Aqueous cleaning compositions exhibit a tendency toward foaming because they contain surface active agents such as soaps, and synthetic detergents. In many instances, such cleaning compositions produce excessive foam and the user must use substances known as anti-foaming agents or defoamers. Some defoamers such as silicones tend to interfere with the function of the cleaning compositions in that unwanted residues are left after the cleaners are wiped off while others are environmentally unacceptable because they are not biodegradable.
Alkyl polyglycosides are a class of nonionic surfactants that exhibit significantly higher foaming profiles than other nonionic surfactants, such as alcohol ethoxylates. In fact, it can be said that the foaming tendencies of alkyl polyglycosides more closely resemble those of anionic surfactants, such as alcohol sulfates, than the foaming tendencies of other nonionic surfactants. This higher foaming tendency makes the use of alkyl polyglycosides undesirable for many applications, e.g., cleaning-in-place for food processing plants, high pressure spray cleaning, bottle washing, floor cleaners and automatic dishwashing, wherein high levels of foam interfere with the cleaning and rinsing operation and reduce the efficiency of the operation.
Low foam nonionics, such as EO/PO block copolymers, can be used to reduce the foaming properties of alkyl polyglycoside surfactants, but these materials have undesirable properties, e.g., low biodegradability, relatively high aquatic toxicity and poor caustic compatibility.
Accordingly, there is a need for the development of defoamers that do not interfere with the cleaning ability of aqueous cleaning compositions and that are biodegradable, exhibit low aquatic toxicity and good caustic compatibility.
Certain alkyl polyglycosides, most notably C.sub.12-16 alkyl polyglycosides, have a tendency to crystallize during storage at ambient temperatures due to their supersaturated state. These same alkyl polyglycosides also exhibit unacceptably high viscosities which makes transferring them such as by pouring or pumping difficult. Upon crystallization, the alkyl polyglycosides become turbid, i.e., cloudy and opaque in appearance due to the solids contained therein falling out of their supersaturated state which, when coupled with the resultant non-homogeneous state of the crystallized solution and the attendant difficulties in handling operations such as pumping, is a highly undesirable phenomenon. In order to rectify this undesirable physical state, the alkyl polyglycoside composition must be heated in order to resolvate the crystals. As can be imagined, this process is both expensive and time-consuming. Thus, there is a need for methods of either reducing or eliminating the tendency of alkyl polyglycosides to crystallize during prolonged storage under ambient conditions. There is also a need for viscosity reducing additives which are more efficient than current additives since conventional additives must be added in amounts of up to 8% by weight to achieve certain desired viscosity reductions.

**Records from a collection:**
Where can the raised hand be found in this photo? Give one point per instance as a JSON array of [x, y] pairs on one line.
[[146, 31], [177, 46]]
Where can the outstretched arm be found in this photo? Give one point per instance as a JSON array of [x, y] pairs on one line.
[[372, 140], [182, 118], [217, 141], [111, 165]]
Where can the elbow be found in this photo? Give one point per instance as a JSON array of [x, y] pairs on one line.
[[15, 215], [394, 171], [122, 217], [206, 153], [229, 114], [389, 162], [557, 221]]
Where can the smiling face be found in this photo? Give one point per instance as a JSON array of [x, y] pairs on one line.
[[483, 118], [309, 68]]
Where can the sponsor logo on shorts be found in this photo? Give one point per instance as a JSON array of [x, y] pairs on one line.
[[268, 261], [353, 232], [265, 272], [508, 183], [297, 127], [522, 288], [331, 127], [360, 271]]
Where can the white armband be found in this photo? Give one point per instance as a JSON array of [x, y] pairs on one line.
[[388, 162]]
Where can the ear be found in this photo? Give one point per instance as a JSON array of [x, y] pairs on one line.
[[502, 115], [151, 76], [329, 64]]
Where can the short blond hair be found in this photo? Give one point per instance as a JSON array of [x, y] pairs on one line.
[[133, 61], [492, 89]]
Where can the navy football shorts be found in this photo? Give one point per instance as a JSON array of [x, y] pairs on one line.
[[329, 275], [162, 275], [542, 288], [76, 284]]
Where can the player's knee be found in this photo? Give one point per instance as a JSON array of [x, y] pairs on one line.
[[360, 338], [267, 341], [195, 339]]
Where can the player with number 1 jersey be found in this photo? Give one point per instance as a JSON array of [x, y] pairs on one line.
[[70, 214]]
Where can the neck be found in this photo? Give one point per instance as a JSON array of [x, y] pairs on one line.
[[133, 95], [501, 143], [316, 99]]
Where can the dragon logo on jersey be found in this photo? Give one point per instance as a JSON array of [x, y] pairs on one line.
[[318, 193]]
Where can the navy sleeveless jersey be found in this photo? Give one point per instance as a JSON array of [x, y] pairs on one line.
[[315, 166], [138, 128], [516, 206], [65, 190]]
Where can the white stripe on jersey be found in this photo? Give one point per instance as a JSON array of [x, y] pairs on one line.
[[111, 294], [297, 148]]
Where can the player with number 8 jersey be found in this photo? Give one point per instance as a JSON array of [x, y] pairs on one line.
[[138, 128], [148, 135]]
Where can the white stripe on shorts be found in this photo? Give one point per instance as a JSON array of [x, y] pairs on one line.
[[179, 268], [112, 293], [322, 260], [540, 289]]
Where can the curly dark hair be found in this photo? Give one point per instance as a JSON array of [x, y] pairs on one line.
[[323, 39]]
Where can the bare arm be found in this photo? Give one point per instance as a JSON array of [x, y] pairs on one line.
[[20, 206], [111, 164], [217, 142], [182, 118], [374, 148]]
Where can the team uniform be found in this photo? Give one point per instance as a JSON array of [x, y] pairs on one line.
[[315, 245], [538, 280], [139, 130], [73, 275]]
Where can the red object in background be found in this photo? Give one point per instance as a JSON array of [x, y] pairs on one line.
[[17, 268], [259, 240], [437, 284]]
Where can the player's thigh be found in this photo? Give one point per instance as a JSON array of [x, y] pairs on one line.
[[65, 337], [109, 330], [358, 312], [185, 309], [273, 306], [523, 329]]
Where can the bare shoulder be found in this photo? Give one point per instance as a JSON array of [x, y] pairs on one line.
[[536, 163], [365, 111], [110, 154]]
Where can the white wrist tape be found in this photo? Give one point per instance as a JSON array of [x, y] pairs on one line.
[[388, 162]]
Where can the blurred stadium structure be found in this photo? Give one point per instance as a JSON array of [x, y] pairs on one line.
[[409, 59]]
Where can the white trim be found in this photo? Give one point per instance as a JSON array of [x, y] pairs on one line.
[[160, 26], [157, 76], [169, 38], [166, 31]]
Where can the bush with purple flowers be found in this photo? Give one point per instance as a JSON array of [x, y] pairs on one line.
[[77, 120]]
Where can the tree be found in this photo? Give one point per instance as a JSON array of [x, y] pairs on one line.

**Exercises:**
1. Translate into Spanish this sentence from the text on alkyl polyglycosides: "Accordingly, there is a need for the development of defoamers that do not interfere with the cleaning ability of aqueous cleaning compositions and that are biodegradable, exhibit low aquatic toxicity and good caustic compatibility."
2. Decide whether each statement agrees with the text on alkyl polyglycosides, answering yes or no and quoting the words that settle it: (a) Silicone defoamers can leave unwanted residues once cleaners are wiped off. (b) Alkyl polyglycosides foam less than alcohol ethoxylates. (c) Conventional viscosity-reducing additives may need to be added at up to 8% by weight.
3. According to the text on alkyl polyglycosides, what must be done to a crystallized alkyl polyglycoside composition to resolvate the crystals?

**Answers for this exercise:**
1. Por consiguiente, existe la necesidad de desarrollar antiespumantes que no interfieran con la capacidad de limpieza de las composiciones de limpieza acuosas y que sean biodegradables, presenten baja toxicidad acuática y buena compatibilidad cáustica.

2.
(a) Yes: "Some defoamers such as silicones tend to interfere with the function of the cleaning compositions in that unwanted residues are left after the cleaners are wiped off"
(b) No: "Alkyl polyglycosides are a class of nonionic surfactants that exhibit significantly higher foaming profiles than other nonionic surfactants, such as alcohol ethoxylates"
(c) Yes: "conventional additives must be added in amounts of up to 8% by weight to achieve certain desired viscosity reductions"

3. It must be heated.